▶ _EXERCISE_:
Exclude the pictures and return every line exactly as written.

▶ _RECORDS_:
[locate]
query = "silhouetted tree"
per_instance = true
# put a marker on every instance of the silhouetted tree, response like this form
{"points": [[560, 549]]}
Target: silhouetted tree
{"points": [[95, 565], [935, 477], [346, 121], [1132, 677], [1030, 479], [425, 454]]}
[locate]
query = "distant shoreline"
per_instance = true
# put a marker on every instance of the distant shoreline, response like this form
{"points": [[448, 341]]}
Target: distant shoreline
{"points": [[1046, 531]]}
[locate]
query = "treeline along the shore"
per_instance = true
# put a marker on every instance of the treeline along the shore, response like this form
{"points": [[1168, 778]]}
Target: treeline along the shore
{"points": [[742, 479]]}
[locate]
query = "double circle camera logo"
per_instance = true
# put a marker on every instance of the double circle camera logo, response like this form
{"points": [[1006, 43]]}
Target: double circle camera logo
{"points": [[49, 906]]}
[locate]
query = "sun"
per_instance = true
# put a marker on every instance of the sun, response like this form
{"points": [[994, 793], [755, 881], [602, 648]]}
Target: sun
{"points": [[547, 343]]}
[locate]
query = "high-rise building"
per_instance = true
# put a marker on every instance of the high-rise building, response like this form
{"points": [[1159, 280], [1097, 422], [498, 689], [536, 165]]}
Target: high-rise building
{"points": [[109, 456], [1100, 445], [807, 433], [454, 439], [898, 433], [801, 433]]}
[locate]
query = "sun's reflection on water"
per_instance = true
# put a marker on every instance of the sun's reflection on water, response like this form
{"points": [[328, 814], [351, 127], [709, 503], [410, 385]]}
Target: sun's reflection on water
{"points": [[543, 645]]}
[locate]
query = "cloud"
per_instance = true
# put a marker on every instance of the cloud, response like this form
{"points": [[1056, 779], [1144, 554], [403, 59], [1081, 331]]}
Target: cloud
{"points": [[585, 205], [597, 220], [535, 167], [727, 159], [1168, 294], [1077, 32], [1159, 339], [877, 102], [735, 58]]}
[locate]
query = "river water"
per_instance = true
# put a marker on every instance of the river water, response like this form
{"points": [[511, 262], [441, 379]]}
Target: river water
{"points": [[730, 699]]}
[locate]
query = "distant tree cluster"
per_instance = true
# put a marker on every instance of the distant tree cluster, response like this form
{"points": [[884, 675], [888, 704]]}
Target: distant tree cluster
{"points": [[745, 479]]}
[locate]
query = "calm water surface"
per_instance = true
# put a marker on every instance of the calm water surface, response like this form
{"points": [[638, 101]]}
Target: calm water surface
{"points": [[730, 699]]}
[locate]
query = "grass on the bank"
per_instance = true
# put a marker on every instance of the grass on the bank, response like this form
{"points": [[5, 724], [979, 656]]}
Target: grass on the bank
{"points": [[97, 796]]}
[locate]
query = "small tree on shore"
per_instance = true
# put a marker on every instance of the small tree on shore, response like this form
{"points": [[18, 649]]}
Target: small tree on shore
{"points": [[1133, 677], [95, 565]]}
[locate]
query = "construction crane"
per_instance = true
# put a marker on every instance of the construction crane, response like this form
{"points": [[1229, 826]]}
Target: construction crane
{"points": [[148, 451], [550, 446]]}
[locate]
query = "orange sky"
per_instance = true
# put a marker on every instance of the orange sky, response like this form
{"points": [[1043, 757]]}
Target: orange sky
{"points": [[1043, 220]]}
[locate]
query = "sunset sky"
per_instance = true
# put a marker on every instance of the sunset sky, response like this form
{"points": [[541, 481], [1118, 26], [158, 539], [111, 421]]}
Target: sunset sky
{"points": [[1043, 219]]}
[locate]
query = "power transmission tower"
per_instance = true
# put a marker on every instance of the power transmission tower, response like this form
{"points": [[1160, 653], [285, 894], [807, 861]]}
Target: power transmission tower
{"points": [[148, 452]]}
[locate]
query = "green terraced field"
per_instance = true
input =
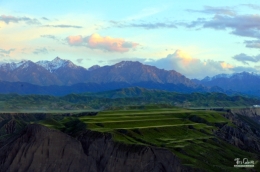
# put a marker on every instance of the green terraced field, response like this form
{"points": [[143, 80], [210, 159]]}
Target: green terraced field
{"points": [[187, 133]]}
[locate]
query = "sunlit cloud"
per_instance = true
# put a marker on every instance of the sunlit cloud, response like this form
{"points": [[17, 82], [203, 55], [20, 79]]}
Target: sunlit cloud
{"points": [[246, 58], [8, 19], [107, 43], [183, 63], [75, 40]]}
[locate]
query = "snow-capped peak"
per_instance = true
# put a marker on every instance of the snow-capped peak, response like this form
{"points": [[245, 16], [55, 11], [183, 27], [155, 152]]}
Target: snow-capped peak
{"points": [[123, 64], [93, 67], [55, 64], [12, 66]]}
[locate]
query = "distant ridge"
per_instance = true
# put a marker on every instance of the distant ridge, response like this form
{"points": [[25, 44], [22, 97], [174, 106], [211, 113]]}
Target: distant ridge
{"points": [[64, 72], [244, 82]]}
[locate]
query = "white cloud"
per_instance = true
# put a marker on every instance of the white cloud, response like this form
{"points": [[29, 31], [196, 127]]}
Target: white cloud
{"points": [[191, 67]]}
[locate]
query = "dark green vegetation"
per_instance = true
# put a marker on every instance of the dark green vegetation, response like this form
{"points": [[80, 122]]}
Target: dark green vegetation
{"points": [[120, 98], [187, 133]]}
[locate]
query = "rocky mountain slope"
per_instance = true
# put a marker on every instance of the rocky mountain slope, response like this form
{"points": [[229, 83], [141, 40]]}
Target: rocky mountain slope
{"points": [[64, 72], [40, 149]]}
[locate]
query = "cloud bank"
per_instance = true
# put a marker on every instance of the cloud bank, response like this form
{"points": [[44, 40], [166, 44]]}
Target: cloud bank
{"points": [[191, 67], [107, 43], [12, 19]]}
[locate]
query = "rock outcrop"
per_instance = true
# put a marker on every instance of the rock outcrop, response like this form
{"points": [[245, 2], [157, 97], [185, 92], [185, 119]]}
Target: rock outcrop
{"points": [[40, 149]]}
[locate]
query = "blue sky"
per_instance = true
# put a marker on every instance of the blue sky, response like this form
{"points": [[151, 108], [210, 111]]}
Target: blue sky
{"points": [[196, 38]]}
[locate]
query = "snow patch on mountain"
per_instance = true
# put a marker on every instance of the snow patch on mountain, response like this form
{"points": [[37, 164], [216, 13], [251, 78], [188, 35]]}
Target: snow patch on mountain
{"points": [[11, 66], [124, 63]]}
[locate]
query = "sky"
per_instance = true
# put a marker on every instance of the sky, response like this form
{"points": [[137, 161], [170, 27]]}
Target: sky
{"points": [[195, 38]]}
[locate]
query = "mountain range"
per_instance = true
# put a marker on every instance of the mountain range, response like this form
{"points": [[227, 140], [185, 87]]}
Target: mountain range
{"points": [[60, 77], [64, 72]]}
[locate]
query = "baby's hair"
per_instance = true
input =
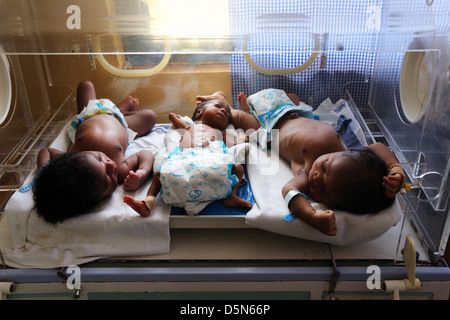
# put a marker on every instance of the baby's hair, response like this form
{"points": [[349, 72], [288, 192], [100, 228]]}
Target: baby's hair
{"points": [[365, 192], [65, 188]]}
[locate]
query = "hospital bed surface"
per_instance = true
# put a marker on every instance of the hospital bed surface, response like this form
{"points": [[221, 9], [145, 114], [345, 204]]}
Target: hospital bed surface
{"points": [[113, 229]]}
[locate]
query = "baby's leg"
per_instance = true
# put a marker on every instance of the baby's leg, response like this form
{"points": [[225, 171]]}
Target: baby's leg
{"points": [[129, 105], [85, 92], [216, 95], [141, 121], [233, 200]]}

▶ _FULL ANSWER_:
[locate]
query = "silhouetted tree"
per_instance = true
# put a marker on every instance of the silhouetted tree, response like this form
{"points": [[560, 549]]}
Target: silhouetted tree
{"points": [[95, 565], [935, 477], [346, 121], [1132, 677], [1030, 479], [425, 454]]}
[locate]
query = "distant shoreline"
per_instance = true
# put a marker on every instance of the distant shoreline, response like this form
{"points": [[448, 341]]}
Target: distant shoreline
{"points": [[1046, 531]]}
[locate]
query = "treeline along the shore"
per_instance = true
# put a marker on every instance of the treeline along the shore, response like this form
{"points": [[1168, 778]]}
Target: treeline along the shore
{"points": [[742, 479]]}
[locate]
query = "double circle camera logo"
per_instance = true
# put a marker on every instance of the double circle camera logo, response like this form
{"points": [[1006, 43]]}
Target: double circle camera logo
{"points": [[49, 906]]}
[locate]
query = "sun"
per_instance = true
# put a marker on every instance of the sun, response like this form
{"points": [[994, 793], [755, 881], [602, 648]]}
Target: sun
{"points": [[547, 343]]}
[locate]
query = "high-rise building"
per_instance = true
# put a marker on every instance of the high-rise building, response like this form
{"points": [[1159, 280], [1097, 422], [498, 689], [536, 165]]}
Target: high-rise building
{"points": [[109, 456], [1100, 445], [807, 433], [454, 439], [898, 433], [801, 433]]}
[locate]
query = "sun's reflection on water"
per_instance = true
# put a marker on every instance of the sun's reflection on water, response like this form
{"points": [[328, 814], [351, 127], [709, 503], [410, 385]]}
Target: sun's reflection on water
{"points": [[543, 645]]}
[locate]
query = "cloud"
per_instance = true
# put a marker on every instance of the cloud, response like this form
{"points": [[1056, 779], [1144, 554], [403, 59], [1081, 331]]}
Target: cloud
{"points": [[585, 205], [597, 220], [535, 167], [727, 159], [1168, 294], [1077, 32], [1159, 339], [877, 102], [735, 58]]}
[locate]
query = "river water"
per_instance = true
# put a marker on every instance of the river water, response like this form
{"points": [[511, 262], [441, 379]]}
Target: river water
{"points": [[730, 699]]}
[locate]
query = "distant tree cluster"
per_instance = true
# put a marker on every instance of the distant tree cluster, response like this form
{"points": [[884, 675], [888, 704]]}
Target: distant tree cluster
{"points": [[745, 479]]}
[locate]
query = "calm water surface"
per_instance = true
# put a marker on every instance of the calm water surface, response like this form
{"points": [[638, 101]]}
Target: calm water surface
{"points": [[730, 699]]}
[locate]
query = "grass on the bank"
per_instance = true
# put a marker on every instance of the grass on the bank, response like this form
{"points": [[5, 724], [979, 656]]}
Target: grass on the bank
{"points": [[97, 796]]}
[locate]
query = "small tree on shore"
per_instance = true
# put a marker on every instance of the small tree on shore, response like this form
{"points": [[18, 649]]}
Target: small tree on shore
{"points": [[1133, 677], [95, 565]]}
[locate]
query = "construction crane"
per_instance = true
# put a marker on every instance of the construction crane, response like this form
{"points": [[1229, 826]]}
Target: construction crane
{"points": [[148, 451], [550, 446]]}
[locate]
query = "orange sky"
per_instance = true
# put a marker on every instance of the orange sky, response like this form
{"points": [[1043, 757]]}
Target: orange sky
{"points": [[1043, 220]]}
[locate]
query = "sunset sky"
per_instance = true
# put a marker on every instance of the sunset sky, response like this form
{"points": [[541, 481], [1118, 26], [158, 539], [111, 421]]}
Target: sunset sky
{"points": [[1043, 219]]}
[locate]
query = "power transmission tower"
per_instance = true
# put a marker on every instance of the power transmission tower, response like this form
{"points": [[1160, 653], [285, 894], [807, 861]]}
Target: power transmission tower
{"points": [[148, 452]]}
[locate]
query = "green terraced field"
per_instance = true
input =
# put a marker on every instance of the green terraced field, response like this form
{"points": [[143, 80], [210, 159]]}
Target: green terraced field
{"points": [[187, 133]]}
[locate]
query = "sunlit cloud"
per_instance = true
# put a marker on every instance of the sunlit cloud, response like this form
{"points": [[17, 82], [203, 55], [20, 79]]}
Target: sunlit cloud
{"points": [[246, 58], [8, 19], [107, 43], [183, 63], [75, 40]]}
[locate]
query = "snow-capped peak"
per_instance = true
# put a marker on every instance of the snow-capped peak, response like this form
{"points": [[245, 16], [55, 11], [183, 27], [155, 152]]}
Target: snow-capped peak
{"points": [[123, 64], [93, 67], [55, 64], [12, 66]]}
[locate]
query = "distant ridge"
per_instance = true
# put a marker on every instance of the distant ridge, response like this form
{"points": [[25, 44], [22, 97], [174, 106], [211, 113]]}
Target: distant ridge
{"points": [[64, 72], [244, 82]]}
[locate]
query = "white cloud"
per_instance = true
# put a marker on every instance of the white cloud, response like this form
{"points": [[29, 31], [196, 127]]}
Target: white cloud
{"points": [[191, 67]]}
[locate]
query = "dark green vegetation"
per_instance = true
# put a marker on every instance of the dark green vegetation, response like this form
{"points": [[80, 122]]}
Target: dark green vegetation
{"points": [[120, 98], [187, 133]]}
[locate]
query = "rocky mountain slope"
per_instance = true
# put a marker on every instance of the rocky mountain slope, response like this form
{"points": [[229, 83], [141, 40]]}
Target: rocky mountain slope
{"points": [[64, 72], [40, 149]]}
[locate]
query = "cloud bank"
per_instance = true
# put a marker on every instance of the cloud bank, response like this form
{"points": [[44, 40], [166, 44]]}
Target: cloud bank
{"points": [[191, 67], [107, 43], [12, 19]]}
[locate]
query = "rock outcrop"
per_instance = true
# put a marker on every instance of the rock outcrop, response like this form
{"points": [[245, 2], [157, 97], [185, 92], [185, 119]]}
Target: rock outcrop
{"points": [[40, 149]]}
[locate]
query = "blue sky"
per_instance = true
# put a marker on every instance of the blue sky, response like this form
{"points": [[151, 108], [210, 111]]}
Target: blue sky
{"points": [[196, 38]]}
[locate]
query = "snow patch on mountain"
per_instance = true
# put a marker on every instance of the snow patch on mountain, response like this form
{"points": [[37, 164], [216, 13], [251, 78], [188, 35]]}
Target: snow patch on mountain
{"points": [[11, 66], [124, 63]]}
[locate]
query = "sky"
per_instance = true
# put a marker on every instance of the sky, response like this form
{"points": [[137, 161], [170, 27]]}
Target: sky
{"points": [[195, 38]]}
[locate]
query = "mountain range"
per_instance = true
# put a marker on every instance of the mountain range, response like this form
{"points": [[227, 140], [185, 87]]}
Target: mountain range
{"points": [[60, 77], [64, 72]]}
[locate]
query = "baby's hair"
per_instance = true
input =
# put a marker on every instance of the baby's hair, response like this form
{"points": [[349, 72], [288, 192], [100, 228]]}
Target: baby's hair
{"points": [[365, 192], [65, 188]]}
[locate]
query = "hospital bed surface"
per_instance = true
# put a marker on every instance of the hospital bed surface, response like this form
{"points": [[221, 9], [145, 114], [345, 204]]}
Target: hospital bed surface
{"points": [[113, 229]]}
[locate]
query = "baby's leg"
per_instance = true
# put a marker on every instance of the baby's leg, response like this form
{"points": [[225, 171]]}
Target: baby's leg
{"points": [[129, 105], [85, 92], [216, 95], [141, 121], [233, 200]]}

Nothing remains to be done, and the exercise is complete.